- _DIRECTIONS_
Could you print, exactly and without pictures, only the lines from the one with "Can you see the distant" through the end of the records below?

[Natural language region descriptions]
* * *
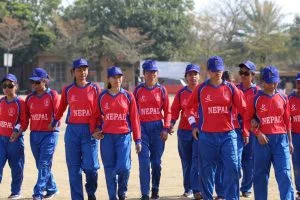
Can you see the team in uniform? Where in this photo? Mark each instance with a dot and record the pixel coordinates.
(255, 128)
(41, 106)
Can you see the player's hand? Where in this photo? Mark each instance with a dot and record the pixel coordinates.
(14, 136)
(138, 147)
(171, 129)
(164, 135)
(246, 140)
(291, 146)
(195, 133)
(254, 125)
(262, 139)
(98, 134)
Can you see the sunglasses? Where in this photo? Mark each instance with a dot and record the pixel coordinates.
(35, 82)
(246, 73)
(9, 86)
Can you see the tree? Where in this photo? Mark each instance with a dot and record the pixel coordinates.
(294, 43)
(164, 21)
(263, 31)
(13, 34)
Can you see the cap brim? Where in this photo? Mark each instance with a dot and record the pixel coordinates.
(35, 78)
(80, 66)
(273, 81)
(192, 70)
(115, 74)
(9, 79)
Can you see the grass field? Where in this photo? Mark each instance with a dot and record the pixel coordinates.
(171, 180)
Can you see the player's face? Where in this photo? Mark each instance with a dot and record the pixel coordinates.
(9, 88)
(269, 87)
(81, 73)
(116, 81)
(38, 86)
(246, 75)
(192, 78)
(150, 76)
(217, 75)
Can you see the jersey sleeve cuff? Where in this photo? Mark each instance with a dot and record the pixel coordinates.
(54, 123)
(138, 141)
(194, 125)
(173, 121)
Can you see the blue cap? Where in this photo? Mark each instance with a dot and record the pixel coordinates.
(113, 71)
(248, 64)
(10, 77)
(298, 77)
(79, 63)
(150, 65)
(192, 67)
(215, 63)
(38, 74)
(270, 74)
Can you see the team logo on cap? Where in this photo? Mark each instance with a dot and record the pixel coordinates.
(208, 98)
(11, 112)
(217, 63)
(263, 108)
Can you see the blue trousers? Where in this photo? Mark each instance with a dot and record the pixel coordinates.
(247, 165)
(296, 159)
(116, 157)
(276, 152)
(152, 151)
(219, 187)
(212, 148)
(13, 152)
(43, 146)
(81, 155)
(188, 153)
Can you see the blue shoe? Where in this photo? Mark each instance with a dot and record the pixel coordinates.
(15, 196)
(50, 195)
(145, 197)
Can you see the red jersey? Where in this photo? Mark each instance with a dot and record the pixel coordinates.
(214, 105)
(151, 102)
(81, 100)
(118, 114)
(294, 102)
(12, 115)
(178, 108)
(248, 94)
(272, 112)
(41, 109)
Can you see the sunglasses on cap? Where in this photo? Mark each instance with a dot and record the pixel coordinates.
(246, 73)
(35, 82)
(9, 86)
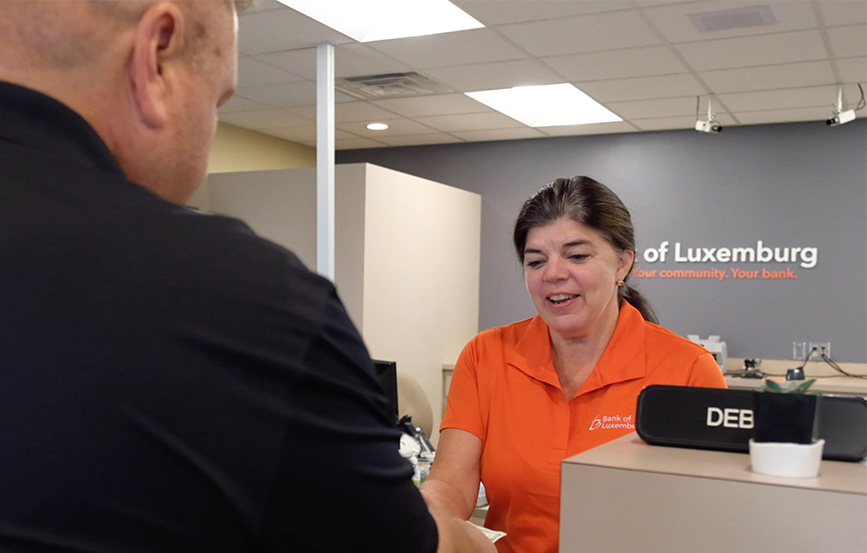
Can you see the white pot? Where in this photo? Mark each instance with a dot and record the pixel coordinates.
(785, 459)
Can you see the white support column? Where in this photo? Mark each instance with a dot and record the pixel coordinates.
(325, 160)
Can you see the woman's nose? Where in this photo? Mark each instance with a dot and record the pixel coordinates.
(555, 270)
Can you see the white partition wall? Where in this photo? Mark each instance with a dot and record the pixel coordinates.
(406, 248)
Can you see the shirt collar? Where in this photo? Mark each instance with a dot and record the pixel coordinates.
(34, 120)
(623, 358)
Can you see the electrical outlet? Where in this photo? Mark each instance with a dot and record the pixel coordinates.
(816, 349)
(799, 351)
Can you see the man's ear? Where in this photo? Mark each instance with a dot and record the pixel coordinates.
(157, 47)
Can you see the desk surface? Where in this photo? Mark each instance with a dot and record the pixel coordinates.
(627, 495)
(826, 385)
(631, 453)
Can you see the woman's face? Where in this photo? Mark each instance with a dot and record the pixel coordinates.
(571, 273)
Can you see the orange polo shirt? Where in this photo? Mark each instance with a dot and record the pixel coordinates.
(505, 391)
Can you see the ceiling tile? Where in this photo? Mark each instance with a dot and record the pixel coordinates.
(848, 42)
(591, 33)
(281, 29)
(357, 144)
(440, 104)
(853, 70)
(496, 12)
(668, 107)
(769, 77)
(350, 60)
(239, 103)
(251, 72)
(350, 112)
(617, 64)
(819, 115)
(598, 128)
(301, 62)
(642, 88)
(396, 127)
(264, 119)
(843, 12)
(303, 134)
(665, 123)
(498, 134)
(285, 94)
(464, 47)
(490, 76)
(754, 50)
(815, 96)
(674, 22)
(468, 122)
(419, 139)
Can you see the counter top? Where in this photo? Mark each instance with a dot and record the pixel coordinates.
(631, 453)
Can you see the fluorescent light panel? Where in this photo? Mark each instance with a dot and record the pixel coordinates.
(546, 105)
(370, 20)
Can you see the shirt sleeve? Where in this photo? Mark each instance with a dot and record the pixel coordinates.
(705, 373)
(464, 405)
(341, 485)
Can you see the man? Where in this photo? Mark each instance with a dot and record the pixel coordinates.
(168, 381)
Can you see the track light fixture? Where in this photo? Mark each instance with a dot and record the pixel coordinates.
(840, 117)
(709, 126)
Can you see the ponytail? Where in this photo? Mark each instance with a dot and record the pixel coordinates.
(639, 302)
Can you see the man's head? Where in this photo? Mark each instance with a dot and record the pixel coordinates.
(148, 75)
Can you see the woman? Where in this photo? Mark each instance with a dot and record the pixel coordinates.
(527, 395)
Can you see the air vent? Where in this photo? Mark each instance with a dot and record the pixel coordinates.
(738, 18)
(390, 85)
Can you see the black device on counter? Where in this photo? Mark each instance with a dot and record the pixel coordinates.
(723, 419)
(386, 374)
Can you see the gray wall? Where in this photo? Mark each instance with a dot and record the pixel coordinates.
(790, 185)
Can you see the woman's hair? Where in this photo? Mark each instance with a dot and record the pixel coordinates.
(589, 203)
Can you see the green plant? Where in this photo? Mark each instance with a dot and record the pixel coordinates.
(801, 388)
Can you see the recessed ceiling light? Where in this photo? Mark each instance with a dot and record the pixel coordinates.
(546, 105)
(386, 19)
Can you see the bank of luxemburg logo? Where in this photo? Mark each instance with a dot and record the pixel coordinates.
(612, 422)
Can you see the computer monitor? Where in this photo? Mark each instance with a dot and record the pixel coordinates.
(386, 374)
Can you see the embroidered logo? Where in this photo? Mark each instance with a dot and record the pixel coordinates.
(612, 422)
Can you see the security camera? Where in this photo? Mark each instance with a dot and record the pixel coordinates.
(841, 117)
(709, 126)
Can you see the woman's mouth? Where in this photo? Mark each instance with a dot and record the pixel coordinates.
(561, 298)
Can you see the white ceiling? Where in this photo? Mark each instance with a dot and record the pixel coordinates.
(642, 59)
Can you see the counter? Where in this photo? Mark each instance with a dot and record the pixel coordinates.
(628, 496)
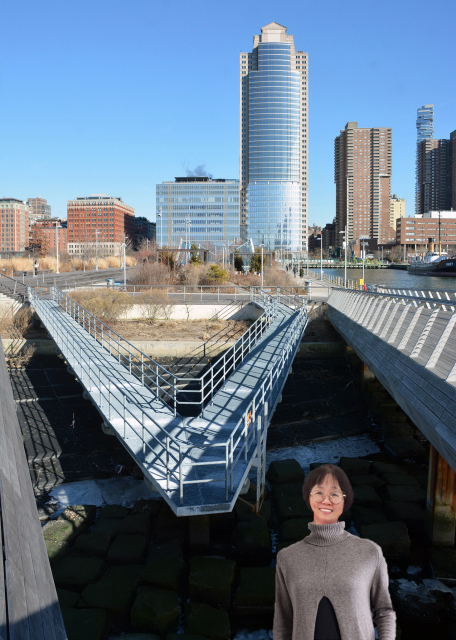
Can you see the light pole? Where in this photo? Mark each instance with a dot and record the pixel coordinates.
(161, 227)
(57, 244)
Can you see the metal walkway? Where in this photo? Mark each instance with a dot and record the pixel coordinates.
(198, 464)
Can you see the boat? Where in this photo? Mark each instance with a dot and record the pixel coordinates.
(434, 263)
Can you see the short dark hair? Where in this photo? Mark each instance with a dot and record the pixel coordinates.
(316, 476)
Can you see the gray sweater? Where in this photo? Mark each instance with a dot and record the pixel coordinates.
(348, 570)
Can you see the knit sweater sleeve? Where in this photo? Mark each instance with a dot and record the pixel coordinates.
(384, 616)
(283, 608)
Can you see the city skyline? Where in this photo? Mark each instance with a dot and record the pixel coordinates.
(76, 136)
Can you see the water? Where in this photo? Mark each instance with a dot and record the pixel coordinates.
(396, 278)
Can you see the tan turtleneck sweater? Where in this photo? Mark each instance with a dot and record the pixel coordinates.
(348, 570)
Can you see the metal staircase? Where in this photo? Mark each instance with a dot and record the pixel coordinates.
(198, 464)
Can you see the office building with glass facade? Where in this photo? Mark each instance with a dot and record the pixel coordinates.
(198, 210)
(273, 141)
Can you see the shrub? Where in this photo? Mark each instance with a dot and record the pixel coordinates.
(106, 304)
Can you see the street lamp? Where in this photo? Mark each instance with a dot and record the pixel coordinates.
(345, 250)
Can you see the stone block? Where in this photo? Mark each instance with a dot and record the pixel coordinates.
(255, 594)
(75, 573)
(213, 623)
(137, 523)
(285, 472)
(291, 507)
(211, 581)
(409, 512)
(405, 493)
(244, 512)
(294, 529)
(113, 512)
(401, 479)
(405, 448)
(366, 515)
(222, 526)
(392, 537)
(164, 572)
(380, 468)
(251, 543)
(127, 549)
(84, 624)
(370, 479)
(354, 466)
(366, 496)
(170, 527)
(443, 562)
(199, 533)
(155, 610)
(93, 544)
(67, 599)
(397, 430)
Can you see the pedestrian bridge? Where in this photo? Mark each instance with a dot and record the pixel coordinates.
(407, 338)
(198, 464)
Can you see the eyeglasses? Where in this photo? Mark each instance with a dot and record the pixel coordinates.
(336, 497)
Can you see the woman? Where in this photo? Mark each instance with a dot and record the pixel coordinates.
(332, 585)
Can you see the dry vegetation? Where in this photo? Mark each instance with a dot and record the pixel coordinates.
(66, 264)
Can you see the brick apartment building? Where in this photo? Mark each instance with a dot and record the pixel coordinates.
(14, 225)
(98, 222)
(46, 230)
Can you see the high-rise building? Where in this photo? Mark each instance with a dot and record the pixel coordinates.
(98, 222)
(273, 141)
(14, 224)
(434, 175)
(425, 131)
(198, 209)
(397, 210)
(362, 173)
(39, 209)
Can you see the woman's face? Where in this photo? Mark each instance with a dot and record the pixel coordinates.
(325, 512)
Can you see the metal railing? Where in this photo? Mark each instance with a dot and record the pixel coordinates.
(116, 401)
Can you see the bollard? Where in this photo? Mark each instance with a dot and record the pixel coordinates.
(308, 284)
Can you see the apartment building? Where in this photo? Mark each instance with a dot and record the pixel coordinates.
(362, 173)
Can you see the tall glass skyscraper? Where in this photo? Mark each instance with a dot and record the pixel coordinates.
(424, 131)
(273, 141)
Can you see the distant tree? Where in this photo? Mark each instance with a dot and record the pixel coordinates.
(195, 258)
(238, 261)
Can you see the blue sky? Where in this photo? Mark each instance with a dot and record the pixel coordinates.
(114, 96)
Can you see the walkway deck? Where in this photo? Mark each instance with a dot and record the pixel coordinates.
(197, 464)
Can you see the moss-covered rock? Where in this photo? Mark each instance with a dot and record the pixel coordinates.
(164, 572)
(207, 621)
(211, 581)
(285, 472)
(93, 544)
(393, 537)
(84, 624)
(251, 543)
(127, 549)
(67, 599)
(75, 573)
(256, 592)
(155, 610)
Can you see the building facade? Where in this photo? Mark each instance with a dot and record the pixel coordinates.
(424, 131)
(198, 210)
(14, 224)
(434, 175)
(362, 173)
(397, 210)
(39, 209)
(420, 231)
(98, 222)
(51, 232)
(273, 141)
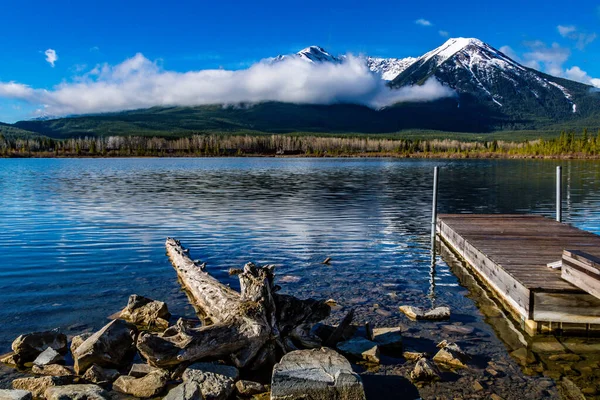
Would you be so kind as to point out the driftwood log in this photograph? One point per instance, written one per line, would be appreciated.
* * *
- _ANSWER TO THE EXERCISE_
Can you see the distant tree? Where in this photo? Mark each instance with a dot and record the pixel coordinates.
(195, 258)
(238, 261)
Can you see the blue sky? Where in this photo? Mark each instance with a dot and record the pixel coordinates.
(114, 96)
Can you see the walkway deck? Where in this photo? Mark each instance with a dot and record the pixel coordinates.
(197, 464)
Can you see the moss-covered rock? Where in this photo? Mark each instance with a dot and record the pixel coordinates.
(164, 572)
(207, 621)
(211, 581)
(285, 472)
(93, 544)
(393, 537)
(84, 624)
(251, 543)
(127, 549)
(67, 599)
(75, 573)
(256, 592)
(155, 610)
Can you see the building facade? Where in this photo? Mark each instance with a dot and record the pixel coordinates.
(424, 131)
(198, 210)
(14, 224)
(434, 175)
(362, 173)
(397, 210)
(39, 209)
(420, 231)
(98, 222)
(51, 232)
(273, 141)
Would you be so kind as to point out the driftwood log in this photograph? One point per instance, written one per line, would be appreciated.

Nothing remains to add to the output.